What the task asks —
Give back the full listing verbatim, apart from its images.

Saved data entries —
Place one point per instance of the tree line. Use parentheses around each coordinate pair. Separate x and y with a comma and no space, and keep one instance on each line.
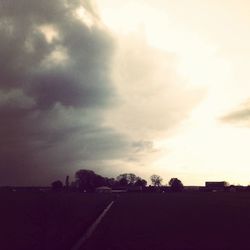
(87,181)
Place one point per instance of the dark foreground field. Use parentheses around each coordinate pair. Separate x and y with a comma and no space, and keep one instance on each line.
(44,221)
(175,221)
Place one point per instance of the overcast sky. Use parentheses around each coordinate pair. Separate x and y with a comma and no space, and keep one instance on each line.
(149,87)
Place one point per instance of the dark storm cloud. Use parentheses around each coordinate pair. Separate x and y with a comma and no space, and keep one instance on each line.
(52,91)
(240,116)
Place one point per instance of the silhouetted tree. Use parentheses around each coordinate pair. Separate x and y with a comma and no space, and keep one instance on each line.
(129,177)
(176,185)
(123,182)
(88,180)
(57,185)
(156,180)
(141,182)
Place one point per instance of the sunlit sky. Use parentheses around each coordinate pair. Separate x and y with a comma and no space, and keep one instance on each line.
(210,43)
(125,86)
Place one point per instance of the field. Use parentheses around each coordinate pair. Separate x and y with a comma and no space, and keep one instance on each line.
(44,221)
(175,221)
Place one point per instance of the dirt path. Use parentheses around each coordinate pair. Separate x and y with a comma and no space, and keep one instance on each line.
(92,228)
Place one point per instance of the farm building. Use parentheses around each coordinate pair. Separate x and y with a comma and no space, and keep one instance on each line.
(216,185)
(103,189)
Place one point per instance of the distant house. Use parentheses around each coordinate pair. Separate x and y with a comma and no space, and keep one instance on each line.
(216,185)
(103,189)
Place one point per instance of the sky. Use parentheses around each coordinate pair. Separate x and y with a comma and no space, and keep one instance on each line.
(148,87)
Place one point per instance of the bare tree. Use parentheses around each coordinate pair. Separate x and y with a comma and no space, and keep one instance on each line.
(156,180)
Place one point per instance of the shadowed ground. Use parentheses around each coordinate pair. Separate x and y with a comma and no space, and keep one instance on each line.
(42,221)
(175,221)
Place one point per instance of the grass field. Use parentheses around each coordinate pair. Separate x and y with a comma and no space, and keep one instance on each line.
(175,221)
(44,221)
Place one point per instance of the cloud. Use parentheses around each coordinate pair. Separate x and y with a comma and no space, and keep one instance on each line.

Final answer —
Place one point per instance of the tree line. Use parentheses around each coordinate pair. Separate x and y with a comma and no space, and keep one instance on each line.
(87,181)
Place one point per instance of the dark foreground field. Use parentheses around each coordinate pair. Separate x and y with a comma and no space, and keep one instance on each line.
(44,221)
(175,221)
Place one point per instance of the overcast sky. Use parentheses around each coordinate pair. Separate x and y with a comma and no space, and keep one instance on each line.
(149,87)
Place one point per instance of the dark storm cloud. Use parentheses around each coordinate pair. Separate x and y with a comma and no space, and keep one instance on each line.
(52,91)
(240,116)
Place one point per instance of the silhouetted tree. Use parentheses around each coordinate pair. Separate x and y with a comma and no space, and keep one instance on each line.
(129,177)
(176,185)
(123,182)
(88,180)
(57,185)
(156,180)
(141,182)
Place one point per instance of the sunlit sky. Use parentheses around each coordinate pair. Separate x and y with a comma and no space, and keep one instance on each line.
(210,43)
(125,86)
Place one point per instance of the field. Use parentheses around each coordinate pair. Separate x and y with a comma and no space, and keep one instance on each line.
(44,221)
(175,221)
Place one point per instance of the dirt path. Use parentheses around each coordinate pair. Separate x and y with a comma and no space, and keep one instance on each line.
(92,228)
Place one point per instance of the farm building. Use parentheses around each coordinate pair. Separate x and y with a comma and no space, and keep one instance on each line.
(216,185)
(103,189)
Place one point per instance of the distant house. Use parentheses around each coordinate pair. Separate x and y with a comma and no space, and keep one instance on each line.
(216,185)
(103,189)
Place one point per instance of the sky. Use parentheses around each coordinate pair. Separate x and y with a comma and no space, and keep one instance on each line.
(148,87)
Place one point per instance of the bare tree. Use parentheses around each coordinate pair. Separate x and y with a comma and no space, and keep one instance on each line.
(156,180)
Place one point per instance of the shadowed ground. Use parentheses around each coordinate pair. Separate x and y with a comma and no space, and keep one instance on each line.
(42,221)
(175,221)
Place one point per instance of the grass field. Use parentheses around each coordinate pair. Separate x and y with a comma and no space, and keep one instance on each line.
(175,221)
(44,221)
Place one point per instance of the cloud. Use parentheses around each coordinate pair. Separate x and y with a comma and no space, and keep one instance on each line.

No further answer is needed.